> [To do]: Return every line of the entries below that contains the word "woman", copying each line in full.

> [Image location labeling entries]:
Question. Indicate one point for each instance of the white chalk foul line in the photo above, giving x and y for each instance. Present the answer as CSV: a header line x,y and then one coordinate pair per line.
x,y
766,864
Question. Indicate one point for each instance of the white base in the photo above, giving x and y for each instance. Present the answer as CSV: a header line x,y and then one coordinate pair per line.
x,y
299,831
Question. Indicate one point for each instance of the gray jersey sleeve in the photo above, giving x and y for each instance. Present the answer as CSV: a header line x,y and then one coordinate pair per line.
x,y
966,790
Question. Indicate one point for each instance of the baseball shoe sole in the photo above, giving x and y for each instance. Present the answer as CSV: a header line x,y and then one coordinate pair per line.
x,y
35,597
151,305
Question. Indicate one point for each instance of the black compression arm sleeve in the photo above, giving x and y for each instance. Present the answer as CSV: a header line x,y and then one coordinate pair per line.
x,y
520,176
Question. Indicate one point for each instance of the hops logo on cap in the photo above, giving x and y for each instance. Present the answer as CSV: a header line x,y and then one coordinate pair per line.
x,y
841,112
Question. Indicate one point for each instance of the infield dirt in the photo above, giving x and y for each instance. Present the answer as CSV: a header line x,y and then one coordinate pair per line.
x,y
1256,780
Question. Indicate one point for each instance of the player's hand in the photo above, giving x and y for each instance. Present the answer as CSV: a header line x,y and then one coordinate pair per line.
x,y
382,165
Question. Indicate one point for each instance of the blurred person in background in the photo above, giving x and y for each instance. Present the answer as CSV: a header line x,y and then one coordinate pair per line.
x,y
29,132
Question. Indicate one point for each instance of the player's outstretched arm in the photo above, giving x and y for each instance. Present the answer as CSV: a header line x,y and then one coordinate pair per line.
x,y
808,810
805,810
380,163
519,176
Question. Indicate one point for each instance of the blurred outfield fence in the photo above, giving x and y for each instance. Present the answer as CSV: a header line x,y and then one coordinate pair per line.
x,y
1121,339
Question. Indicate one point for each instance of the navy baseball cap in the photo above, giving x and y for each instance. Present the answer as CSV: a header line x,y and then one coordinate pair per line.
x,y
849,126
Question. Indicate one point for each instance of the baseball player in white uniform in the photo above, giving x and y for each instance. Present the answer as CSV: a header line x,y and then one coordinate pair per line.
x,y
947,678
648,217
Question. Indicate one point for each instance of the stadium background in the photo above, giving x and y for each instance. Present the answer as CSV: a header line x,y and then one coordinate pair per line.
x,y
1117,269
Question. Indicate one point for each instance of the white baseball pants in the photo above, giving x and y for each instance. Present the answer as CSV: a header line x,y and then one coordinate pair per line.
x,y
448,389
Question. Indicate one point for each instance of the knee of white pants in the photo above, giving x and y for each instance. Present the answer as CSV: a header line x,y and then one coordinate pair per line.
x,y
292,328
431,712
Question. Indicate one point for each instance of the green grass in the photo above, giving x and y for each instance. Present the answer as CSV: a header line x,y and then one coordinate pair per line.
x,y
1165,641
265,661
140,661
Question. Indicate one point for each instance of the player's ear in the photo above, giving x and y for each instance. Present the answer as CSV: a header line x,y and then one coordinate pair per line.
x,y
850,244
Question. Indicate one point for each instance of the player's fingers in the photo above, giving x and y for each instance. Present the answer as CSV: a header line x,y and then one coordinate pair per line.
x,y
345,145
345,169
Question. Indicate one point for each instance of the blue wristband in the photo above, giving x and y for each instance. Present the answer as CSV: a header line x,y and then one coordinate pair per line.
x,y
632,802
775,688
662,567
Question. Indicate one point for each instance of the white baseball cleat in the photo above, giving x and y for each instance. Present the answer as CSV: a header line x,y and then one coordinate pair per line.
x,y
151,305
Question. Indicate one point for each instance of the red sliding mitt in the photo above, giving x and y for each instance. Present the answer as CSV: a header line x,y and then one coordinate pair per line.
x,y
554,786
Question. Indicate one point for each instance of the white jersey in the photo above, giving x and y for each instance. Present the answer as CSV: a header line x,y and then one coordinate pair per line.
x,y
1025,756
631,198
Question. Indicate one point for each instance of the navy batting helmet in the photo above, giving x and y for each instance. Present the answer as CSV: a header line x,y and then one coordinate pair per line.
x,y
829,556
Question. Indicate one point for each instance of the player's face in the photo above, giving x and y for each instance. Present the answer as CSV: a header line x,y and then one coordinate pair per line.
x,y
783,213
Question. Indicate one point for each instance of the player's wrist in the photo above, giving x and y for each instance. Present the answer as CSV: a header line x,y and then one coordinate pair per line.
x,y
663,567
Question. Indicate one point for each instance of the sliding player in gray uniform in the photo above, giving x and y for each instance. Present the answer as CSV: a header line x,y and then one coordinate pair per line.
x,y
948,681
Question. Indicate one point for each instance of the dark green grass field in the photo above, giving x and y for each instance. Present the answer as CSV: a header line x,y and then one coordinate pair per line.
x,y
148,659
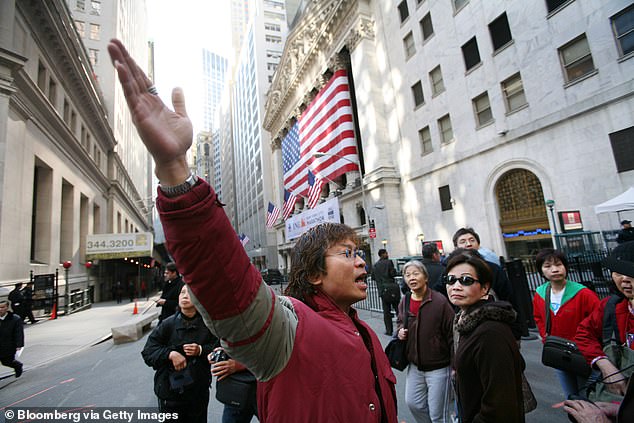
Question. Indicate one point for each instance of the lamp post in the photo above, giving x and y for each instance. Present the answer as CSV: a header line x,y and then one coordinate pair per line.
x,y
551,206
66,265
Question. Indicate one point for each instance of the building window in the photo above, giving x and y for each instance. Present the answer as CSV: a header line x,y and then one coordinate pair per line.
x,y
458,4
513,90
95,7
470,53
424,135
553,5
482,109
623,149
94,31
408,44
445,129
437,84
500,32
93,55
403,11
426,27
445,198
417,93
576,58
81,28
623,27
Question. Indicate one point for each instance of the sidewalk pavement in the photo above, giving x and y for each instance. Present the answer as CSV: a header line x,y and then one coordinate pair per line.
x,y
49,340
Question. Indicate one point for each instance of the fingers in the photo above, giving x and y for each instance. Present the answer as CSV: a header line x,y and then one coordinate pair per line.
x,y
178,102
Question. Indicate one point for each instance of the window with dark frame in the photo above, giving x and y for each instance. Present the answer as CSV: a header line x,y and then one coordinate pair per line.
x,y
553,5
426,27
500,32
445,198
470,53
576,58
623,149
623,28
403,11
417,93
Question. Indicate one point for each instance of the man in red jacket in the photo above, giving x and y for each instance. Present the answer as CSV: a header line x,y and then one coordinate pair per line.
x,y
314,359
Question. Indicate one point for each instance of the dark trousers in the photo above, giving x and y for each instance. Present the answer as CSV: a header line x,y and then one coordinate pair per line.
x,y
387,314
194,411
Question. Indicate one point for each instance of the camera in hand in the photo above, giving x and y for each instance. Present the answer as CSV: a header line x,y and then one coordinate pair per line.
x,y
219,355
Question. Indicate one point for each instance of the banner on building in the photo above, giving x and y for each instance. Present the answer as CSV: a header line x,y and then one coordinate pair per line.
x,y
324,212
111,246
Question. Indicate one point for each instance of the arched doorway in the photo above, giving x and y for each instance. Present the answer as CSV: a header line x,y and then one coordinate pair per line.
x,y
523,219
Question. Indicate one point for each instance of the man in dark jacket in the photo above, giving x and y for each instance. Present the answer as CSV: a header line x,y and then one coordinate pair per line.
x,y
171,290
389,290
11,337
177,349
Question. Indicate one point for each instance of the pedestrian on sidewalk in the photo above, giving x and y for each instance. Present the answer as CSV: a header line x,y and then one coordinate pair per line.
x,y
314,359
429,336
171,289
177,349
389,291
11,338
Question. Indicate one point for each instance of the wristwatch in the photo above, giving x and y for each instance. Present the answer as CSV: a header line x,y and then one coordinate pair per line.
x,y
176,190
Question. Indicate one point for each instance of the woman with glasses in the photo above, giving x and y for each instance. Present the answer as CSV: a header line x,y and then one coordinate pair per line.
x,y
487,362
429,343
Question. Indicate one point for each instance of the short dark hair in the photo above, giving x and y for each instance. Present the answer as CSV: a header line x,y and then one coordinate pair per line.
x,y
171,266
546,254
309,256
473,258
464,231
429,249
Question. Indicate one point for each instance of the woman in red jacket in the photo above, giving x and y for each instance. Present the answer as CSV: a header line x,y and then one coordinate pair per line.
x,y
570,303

==

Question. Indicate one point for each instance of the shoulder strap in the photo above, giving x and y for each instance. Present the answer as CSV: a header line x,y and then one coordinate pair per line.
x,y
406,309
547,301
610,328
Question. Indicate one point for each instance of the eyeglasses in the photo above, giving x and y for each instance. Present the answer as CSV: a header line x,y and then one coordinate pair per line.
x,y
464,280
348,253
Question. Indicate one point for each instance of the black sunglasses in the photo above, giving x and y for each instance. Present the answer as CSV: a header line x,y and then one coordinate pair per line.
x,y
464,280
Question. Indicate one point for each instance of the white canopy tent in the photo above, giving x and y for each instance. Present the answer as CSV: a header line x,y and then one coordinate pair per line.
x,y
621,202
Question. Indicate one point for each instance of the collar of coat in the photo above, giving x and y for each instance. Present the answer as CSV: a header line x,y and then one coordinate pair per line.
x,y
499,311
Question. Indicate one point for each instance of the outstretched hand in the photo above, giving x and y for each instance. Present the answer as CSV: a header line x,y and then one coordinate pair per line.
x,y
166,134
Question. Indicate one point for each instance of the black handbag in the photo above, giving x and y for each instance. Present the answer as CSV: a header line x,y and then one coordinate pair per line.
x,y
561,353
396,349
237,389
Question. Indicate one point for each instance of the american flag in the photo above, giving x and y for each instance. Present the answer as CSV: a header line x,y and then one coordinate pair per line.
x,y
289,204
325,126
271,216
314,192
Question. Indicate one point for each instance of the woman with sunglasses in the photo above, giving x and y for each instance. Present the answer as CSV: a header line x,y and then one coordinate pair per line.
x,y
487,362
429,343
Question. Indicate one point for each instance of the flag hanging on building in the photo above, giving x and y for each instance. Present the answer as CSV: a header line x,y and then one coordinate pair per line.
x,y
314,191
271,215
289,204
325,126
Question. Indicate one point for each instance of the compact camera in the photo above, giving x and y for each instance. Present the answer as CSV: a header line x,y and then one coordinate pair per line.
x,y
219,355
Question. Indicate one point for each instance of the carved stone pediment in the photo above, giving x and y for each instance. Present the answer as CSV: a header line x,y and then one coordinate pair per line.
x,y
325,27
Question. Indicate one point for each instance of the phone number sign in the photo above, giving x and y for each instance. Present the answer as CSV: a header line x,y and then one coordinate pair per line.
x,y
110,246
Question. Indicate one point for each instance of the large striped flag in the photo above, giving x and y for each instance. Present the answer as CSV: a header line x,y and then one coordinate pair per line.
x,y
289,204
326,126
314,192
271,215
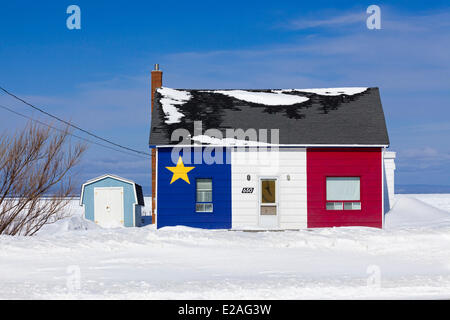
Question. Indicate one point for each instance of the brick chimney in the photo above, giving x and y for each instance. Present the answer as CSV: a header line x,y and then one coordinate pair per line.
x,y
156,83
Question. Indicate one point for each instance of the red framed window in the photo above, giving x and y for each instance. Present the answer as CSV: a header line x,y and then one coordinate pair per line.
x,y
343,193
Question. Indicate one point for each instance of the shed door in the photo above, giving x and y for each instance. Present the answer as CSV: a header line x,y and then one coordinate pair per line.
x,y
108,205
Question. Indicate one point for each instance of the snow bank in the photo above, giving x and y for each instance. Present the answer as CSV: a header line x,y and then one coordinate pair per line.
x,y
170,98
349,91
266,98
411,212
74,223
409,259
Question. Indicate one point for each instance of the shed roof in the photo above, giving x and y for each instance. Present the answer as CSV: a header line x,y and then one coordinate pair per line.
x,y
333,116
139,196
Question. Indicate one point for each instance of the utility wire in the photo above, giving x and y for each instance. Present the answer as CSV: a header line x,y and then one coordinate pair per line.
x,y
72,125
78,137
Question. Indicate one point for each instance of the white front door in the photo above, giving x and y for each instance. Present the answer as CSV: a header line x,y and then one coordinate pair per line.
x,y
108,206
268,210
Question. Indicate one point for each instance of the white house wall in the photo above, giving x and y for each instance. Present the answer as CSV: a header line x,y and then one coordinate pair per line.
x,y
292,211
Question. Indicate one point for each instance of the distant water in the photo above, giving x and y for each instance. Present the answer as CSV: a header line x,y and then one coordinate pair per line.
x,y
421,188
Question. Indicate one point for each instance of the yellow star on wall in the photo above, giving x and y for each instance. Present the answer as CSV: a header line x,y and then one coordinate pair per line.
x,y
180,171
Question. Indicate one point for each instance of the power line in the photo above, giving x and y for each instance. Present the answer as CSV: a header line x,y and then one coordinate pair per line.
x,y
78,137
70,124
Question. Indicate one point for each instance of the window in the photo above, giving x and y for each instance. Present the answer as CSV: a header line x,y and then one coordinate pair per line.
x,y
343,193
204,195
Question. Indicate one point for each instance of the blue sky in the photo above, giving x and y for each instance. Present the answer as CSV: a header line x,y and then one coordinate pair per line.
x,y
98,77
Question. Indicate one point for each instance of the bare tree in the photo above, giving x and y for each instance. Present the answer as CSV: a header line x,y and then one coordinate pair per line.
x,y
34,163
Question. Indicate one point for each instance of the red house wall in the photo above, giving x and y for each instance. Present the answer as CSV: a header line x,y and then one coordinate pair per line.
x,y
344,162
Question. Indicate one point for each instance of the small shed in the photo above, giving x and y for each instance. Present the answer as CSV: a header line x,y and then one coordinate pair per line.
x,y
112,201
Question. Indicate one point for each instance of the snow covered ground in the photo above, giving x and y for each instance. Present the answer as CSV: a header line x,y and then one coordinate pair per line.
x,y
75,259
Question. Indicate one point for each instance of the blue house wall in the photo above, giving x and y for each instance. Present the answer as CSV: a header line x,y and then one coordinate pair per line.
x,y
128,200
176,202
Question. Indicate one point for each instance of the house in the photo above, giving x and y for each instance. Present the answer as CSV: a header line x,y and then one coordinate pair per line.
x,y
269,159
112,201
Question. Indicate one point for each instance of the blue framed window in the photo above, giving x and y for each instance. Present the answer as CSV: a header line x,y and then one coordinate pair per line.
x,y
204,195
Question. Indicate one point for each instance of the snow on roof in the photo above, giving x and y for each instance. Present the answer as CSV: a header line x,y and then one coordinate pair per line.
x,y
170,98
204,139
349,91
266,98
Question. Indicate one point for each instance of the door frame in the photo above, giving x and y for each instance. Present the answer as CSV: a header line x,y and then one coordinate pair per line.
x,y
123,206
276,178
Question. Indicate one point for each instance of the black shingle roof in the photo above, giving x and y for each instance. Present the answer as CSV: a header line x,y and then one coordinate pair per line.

> [Result of this task]:
Question. Indicate one point for each instance of the woman with glasses in the photo above, giving x and y for each instance. Present the answer as CSV: a header line x,y and then one coordinate pair per line.
Question. Indicate one point for each instance of the woman in red jacket in the photo above, giving x and y for each instance. Present the answer as CSV: a header line x,y and then one coordinate pair per line.
Question. Indicate one point for each instance of the woman with sunglasses in the photo above, giving x and y for each instance. Present the answer as CSV: a header line x,y and then one coordinate pair per line.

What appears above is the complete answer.